--- Provided data Enclosed Below ---

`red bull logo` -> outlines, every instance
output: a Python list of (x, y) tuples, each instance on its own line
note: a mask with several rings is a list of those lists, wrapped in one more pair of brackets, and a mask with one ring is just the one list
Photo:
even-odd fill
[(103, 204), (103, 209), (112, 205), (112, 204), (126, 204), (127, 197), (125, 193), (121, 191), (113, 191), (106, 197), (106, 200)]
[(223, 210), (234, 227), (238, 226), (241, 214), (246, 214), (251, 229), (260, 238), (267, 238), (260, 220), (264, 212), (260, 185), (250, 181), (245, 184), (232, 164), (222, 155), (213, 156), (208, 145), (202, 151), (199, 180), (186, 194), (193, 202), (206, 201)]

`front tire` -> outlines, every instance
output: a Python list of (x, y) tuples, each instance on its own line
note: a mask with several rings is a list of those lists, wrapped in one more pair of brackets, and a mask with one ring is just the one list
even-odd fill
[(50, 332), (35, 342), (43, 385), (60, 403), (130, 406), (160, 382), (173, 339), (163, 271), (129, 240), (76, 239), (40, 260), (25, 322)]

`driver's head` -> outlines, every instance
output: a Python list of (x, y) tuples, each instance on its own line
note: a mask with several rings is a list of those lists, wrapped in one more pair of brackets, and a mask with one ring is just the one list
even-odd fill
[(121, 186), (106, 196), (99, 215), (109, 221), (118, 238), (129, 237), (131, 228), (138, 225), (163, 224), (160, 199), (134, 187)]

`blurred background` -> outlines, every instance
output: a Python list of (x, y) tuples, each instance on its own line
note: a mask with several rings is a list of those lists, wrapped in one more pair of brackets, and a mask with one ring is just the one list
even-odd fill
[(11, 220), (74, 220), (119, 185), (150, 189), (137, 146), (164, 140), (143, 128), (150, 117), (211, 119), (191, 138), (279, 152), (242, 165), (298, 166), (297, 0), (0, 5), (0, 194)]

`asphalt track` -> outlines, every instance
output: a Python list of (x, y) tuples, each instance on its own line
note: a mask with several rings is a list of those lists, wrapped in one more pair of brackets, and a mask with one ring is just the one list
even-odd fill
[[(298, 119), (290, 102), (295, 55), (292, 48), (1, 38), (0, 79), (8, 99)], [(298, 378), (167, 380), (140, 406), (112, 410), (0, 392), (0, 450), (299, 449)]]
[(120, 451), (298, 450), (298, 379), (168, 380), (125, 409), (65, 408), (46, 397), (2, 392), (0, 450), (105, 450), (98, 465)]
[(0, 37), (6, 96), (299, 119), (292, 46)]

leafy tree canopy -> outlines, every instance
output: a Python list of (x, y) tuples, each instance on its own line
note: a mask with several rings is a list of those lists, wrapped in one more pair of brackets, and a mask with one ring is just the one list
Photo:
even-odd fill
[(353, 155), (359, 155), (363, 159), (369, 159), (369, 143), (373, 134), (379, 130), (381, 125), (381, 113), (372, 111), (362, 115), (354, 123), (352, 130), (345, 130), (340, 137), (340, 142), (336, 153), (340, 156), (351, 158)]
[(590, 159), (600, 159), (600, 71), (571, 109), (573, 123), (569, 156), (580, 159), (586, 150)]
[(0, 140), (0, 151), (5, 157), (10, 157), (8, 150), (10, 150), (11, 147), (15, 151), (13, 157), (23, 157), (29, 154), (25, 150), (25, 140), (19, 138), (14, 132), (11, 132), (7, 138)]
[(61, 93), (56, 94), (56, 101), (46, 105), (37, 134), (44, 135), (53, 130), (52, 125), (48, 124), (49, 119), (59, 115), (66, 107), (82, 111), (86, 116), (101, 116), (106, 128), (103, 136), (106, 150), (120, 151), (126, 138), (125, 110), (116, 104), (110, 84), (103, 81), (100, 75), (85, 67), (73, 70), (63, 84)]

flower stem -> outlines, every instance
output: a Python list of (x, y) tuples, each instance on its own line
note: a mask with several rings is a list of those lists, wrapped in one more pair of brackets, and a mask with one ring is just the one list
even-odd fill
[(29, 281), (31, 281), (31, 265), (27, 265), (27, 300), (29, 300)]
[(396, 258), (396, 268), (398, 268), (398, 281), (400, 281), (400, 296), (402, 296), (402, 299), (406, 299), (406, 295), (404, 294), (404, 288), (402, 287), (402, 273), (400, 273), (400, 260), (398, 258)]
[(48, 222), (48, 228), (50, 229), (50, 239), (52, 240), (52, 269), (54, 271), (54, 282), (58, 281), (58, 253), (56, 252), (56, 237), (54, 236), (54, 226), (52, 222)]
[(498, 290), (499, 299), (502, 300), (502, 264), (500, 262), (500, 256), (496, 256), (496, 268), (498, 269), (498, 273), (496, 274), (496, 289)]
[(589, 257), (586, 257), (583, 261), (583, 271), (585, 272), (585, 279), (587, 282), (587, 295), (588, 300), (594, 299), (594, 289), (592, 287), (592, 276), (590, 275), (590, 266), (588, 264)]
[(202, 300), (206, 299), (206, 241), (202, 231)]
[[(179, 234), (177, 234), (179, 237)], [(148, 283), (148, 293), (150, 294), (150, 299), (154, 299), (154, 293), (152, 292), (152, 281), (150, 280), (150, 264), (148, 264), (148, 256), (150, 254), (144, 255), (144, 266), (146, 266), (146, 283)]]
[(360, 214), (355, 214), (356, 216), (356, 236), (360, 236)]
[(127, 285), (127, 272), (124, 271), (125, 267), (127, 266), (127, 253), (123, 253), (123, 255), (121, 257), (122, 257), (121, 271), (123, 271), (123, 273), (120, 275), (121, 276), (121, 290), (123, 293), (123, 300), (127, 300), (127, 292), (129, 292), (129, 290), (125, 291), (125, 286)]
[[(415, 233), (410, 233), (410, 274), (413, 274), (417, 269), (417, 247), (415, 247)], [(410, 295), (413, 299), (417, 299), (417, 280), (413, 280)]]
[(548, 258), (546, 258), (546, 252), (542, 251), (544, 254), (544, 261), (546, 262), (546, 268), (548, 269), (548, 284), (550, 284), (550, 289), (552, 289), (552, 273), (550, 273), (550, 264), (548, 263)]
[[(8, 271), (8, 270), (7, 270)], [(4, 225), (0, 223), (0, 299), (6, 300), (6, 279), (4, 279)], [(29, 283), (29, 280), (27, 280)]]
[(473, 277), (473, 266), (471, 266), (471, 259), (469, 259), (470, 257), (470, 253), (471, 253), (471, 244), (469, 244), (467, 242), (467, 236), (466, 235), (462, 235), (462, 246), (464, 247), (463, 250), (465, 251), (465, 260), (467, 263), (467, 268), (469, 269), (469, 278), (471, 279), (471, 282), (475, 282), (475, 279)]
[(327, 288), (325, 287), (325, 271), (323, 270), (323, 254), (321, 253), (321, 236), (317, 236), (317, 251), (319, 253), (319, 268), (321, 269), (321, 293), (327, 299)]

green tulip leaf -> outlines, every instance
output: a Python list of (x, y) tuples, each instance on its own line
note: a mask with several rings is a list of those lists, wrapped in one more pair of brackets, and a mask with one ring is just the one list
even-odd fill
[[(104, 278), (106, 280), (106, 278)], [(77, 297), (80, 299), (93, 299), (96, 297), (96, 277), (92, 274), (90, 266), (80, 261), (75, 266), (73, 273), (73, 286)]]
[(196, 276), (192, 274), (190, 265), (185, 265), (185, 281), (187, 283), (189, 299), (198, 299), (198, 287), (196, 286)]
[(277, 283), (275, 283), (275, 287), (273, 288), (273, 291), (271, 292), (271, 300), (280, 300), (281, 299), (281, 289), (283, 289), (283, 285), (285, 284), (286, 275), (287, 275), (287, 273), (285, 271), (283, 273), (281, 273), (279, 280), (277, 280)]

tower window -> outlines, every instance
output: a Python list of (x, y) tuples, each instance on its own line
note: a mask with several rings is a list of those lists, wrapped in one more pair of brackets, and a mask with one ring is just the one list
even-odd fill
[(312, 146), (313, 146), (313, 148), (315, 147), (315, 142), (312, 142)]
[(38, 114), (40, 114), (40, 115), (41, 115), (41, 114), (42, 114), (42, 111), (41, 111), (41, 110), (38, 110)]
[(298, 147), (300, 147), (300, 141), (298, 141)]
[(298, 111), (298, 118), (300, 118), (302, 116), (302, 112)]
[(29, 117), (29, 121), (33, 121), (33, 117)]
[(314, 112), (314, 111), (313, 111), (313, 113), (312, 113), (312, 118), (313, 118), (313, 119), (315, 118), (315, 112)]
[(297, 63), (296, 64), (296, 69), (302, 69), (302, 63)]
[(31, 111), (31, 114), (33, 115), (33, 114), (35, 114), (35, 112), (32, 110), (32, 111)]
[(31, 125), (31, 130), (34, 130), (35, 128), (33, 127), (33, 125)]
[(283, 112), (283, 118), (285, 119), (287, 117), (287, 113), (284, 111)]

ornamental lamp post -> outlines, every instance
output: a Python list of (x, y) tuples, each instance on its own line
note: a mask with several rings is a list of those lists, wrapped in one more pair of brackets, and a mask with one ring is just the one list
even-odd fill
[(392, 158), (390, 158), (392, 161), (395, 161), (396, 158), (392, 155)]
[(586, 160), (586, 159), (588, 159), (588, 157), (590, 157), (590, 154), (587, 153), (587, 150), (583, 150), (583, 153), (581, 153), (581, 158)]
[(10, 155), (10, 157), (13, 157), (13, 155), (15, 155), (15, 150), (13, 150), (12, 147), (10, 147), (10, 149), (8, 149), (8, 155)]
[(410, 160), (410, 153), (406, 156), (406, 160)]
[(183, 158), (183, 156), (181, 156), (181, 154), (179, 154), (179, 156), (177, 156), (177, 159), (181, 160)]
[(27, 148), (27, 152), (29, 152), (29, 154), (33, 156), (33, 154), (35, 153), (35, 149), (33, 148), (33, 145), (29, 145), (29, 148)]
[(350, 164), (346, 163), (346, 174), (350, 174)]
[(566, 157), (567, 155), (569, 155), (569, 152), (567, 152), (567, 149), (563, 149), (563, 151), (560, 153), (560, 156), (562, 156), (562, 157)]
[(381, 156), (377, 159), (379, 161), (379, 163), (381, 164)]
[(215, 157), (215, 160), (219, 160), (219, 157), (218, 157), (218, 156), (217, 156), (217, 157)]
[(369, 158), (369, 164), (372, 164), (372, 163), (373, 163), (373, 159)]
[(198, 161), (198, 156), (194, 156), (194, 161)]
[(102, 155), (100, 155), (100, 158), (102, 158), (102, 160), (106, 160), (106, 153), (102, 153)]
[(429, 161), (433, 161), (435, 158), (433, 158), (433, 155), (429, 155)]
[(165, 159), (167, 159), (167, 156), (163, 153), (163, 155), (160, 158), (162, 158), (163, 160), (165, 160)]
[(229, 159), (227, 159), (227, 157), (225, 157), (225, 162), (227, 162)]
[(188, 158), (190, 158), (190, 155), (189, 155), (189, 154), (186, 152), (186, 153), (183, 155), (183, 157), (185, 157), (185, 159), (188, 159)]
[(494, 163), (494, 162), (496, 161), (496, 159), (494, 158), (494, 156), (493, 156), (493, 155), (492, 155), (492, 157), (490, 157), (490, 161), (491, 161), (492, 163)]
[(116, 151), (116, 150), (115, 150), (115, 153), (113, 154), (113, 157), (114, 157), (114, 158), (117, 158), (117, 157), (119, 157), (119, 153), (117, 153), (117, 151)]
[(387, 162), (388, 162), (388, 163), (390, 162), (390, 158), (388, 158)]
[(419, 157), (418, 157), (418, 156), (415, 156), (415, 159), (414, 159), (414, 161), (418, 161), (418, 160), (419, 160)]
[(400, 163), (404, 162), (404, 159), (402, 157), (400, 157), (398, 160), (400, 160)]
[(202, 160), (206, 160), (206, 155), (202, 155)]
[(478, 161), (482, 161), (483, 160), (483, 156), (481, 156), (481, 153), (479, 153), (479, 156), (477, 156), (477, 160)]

--- End of Enclosed Provided data ---

**Exercise description**
Search the records for lines holding the word "outlines", then copy each line you find.

**Reply**
`red bull logo` -> outlines, every instance
`front tire` -> outlines, every instance
`driver's head` -> outlines, every instance
`blurred background` -> outlines, every instance
`asphalt track` -> outlines, every instance
leafy tree canopy -> outlines, every instance
flower stem -> outlines, every instance
green tulip leaf -> outlines, every instance
tower window -> outlines, every instance
ornamental lamp post -> outlines, every instance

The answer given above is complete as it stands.